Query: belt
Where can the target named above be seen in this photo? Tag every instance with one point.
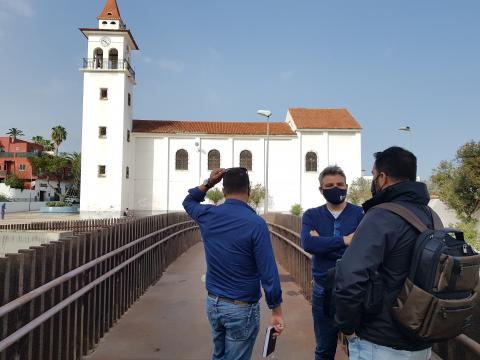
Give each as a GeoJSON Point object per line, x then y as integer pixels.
{"type": "Point", "coordinates": [231, 301]}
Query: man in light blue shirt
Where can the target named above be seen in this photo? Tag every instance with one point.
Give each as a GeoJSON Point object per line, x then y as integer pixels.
{"type": "Point", "coordinates": [239, 258]}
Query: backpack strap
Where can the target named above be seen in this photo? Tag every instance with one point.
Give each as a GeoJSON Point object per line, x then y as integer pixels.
{"type": "Point", "coordinates": [406, 214]}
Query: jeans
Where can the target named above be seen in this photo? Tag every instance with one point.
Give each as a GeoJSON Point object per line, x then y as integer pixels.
{"type": "Point", "coordinates": [234, 329]}
{"type": "Point", "coordinates": [365, 350]}
{"type": "Point", "coordinates": [325, 332]}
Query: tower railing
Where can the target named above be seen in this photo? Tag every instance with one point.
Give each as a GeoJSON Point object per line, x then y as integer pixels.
{"type": "Point", "coordinates": [108, 64]}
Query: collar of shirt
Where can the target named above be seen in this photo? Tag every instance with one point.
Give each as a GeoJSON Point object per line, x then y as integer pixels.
{"type": "Point", "coordinates": [238, 202]}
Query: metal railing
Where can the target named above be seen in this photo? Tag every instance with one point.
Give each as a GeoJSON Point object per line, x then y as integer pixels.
{"type": "Point", "coordinates": [59, 299]}
{"type": "Point", "coordinates": [108, 64]}
{"type": "Point", "coordinates": [285, 235]}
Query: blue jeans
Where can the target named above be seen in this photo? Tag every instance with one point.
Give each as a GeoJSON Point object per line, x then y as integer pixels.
{"type": "Point", "coordinates": [360, 349]}
{"type": "Point", "coordinates": [234, 329]}
{"type": "Point", "coordinates": [325, 332]}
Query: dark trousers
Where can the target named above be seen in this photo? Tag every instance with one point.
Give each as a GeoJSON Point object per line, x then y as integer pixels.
{"type": "Point", "coordinates": [325, 333]}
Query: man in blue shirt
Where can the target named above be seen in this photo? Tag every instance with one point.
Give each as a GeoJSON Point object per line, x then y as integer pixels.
{"type": "Point", "coordinates": [326, 232]}
{"type": "Point", "coordinates": [239, 258]}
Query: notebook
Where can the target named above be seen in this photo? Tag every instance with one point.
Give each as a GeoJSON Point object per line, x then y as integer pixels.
{"type": "Point", "coordinates": [270, 341]}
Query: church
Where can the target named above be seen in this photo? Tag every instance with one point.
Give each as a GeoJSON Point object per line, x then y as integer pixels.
{"type": "Point", "coordinates": [148, 165]}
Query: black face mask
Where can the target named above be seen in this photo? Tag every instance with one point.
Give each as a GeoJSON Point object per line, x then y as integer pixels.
{"type": "Point", "coordinates": [335, 195]}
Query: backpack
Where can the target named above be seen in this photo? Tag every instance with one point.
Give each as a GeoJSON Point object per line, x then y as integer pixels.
{"type": "Point", "coordinates": [438, 298]}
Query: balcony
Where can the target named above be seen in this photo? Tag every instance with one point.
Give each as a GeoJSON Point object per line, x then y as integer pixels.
{"type": "Point", "coordinates": [102, 64]}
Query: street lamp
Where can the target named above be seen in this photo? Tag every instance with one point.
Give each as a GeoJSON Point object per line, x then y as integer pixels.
{"type": "Point", "coordinates": [267, 114]}
{"type": "Point", "coordinates": [407, 130]}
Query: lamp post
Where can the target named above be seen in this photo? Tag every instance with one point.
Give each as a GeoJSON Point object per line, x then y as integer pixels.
{"type": "Point", "coordinates": [408, 131]}
{"type": "Point", "coordinates": [267, 114]}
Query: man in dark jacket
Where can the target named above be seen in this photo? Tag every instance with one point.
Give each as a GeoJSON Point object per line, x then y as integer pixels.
{"type": "Point", "coordinates": [326, 232]}
{"type": "Point", "coordinates": [383, 245]}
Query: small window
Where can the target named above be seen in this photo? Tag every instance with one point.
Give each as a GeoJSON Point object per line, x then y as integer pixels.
{"type": "Point", "coordinates": [181, 160]}
{"type": "Point", "coordinates": [246, 160]}
{"type": "Point", "coordinates": [213, 159]}
{"type": "Point", "coordinates": [103, 94]}
{"type": "Point", "coordinates": [311, 162]}
{"type": "Point", "coordinates": [102, 171]}
{"type": "Point", "coordinates": [102, 132]}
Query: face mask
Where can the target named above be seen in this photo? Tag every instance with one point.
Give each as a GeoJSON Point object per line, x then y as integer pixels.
{"type": "Point", "coordinates": [374, 188]}
{"type": "Point", "coordinates": [335, 195]}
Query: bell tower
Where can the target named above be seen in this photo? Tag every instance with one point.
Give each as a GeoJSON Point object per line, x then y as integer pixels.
{"type": "Point", "coordinates": [109, 80]}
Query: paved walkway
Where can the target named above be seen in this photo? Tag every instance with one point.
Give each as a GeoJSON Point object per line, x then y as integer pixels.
{"type": "Point", "coordinates": [169, 322]}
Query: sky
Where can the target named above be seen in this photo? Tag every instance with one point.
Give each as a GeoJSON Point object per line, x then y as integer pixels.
{"type": "Point", "coordinates": [390, 63]}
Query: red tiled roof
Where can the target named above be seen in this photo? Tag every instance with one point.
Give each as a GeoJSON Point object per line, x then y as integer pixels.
{"type": "Point", "coordinates": [211, 127]}
{"type": "Point", "coordinates": [110, 12]}
{"type": "Point", "coordinates": [323, 119]}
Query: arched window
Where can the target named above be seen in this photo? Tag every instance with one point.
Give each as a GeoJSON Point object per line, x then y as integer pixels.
{"type": "Point", "coordinates": [113, 59]}
{"type": "Point", "coordinates": [246, 160]}
{"type": "Point", "coordinates": [311, 161]}
{"type": "Point", "coordinates": [213, 159]}
{"type": "Point", "coordinates": [98, 58]}
{"type": "Point", "coordinates": [181, 160]}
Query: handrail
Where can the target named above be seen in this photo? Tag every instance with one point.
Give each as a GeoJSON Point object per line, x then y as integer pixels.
{"type": "Point", "coordinates": [17, 335]}
{"type": "Point", "coordinates": [5, 309]}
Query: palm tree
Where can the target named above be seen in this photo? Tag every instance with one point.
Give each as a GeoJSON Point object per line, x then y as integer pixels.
{"type": "Point", "coordinates": [14, 133]}
{"type": "Point", "coordinates": [59, 134]}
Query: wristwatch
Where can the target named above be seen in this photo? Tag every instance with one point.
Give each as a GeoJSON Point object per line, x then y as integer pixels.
{"type": "Point", "coordinates": [207, 183]}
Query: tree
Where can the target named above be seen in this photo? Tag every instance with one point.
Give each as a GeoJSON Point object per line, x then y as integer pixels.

What the task asks — "window" is the string to look for; please copy every line of the records above where it appears.

Your response —
Query: small window
Query: arched window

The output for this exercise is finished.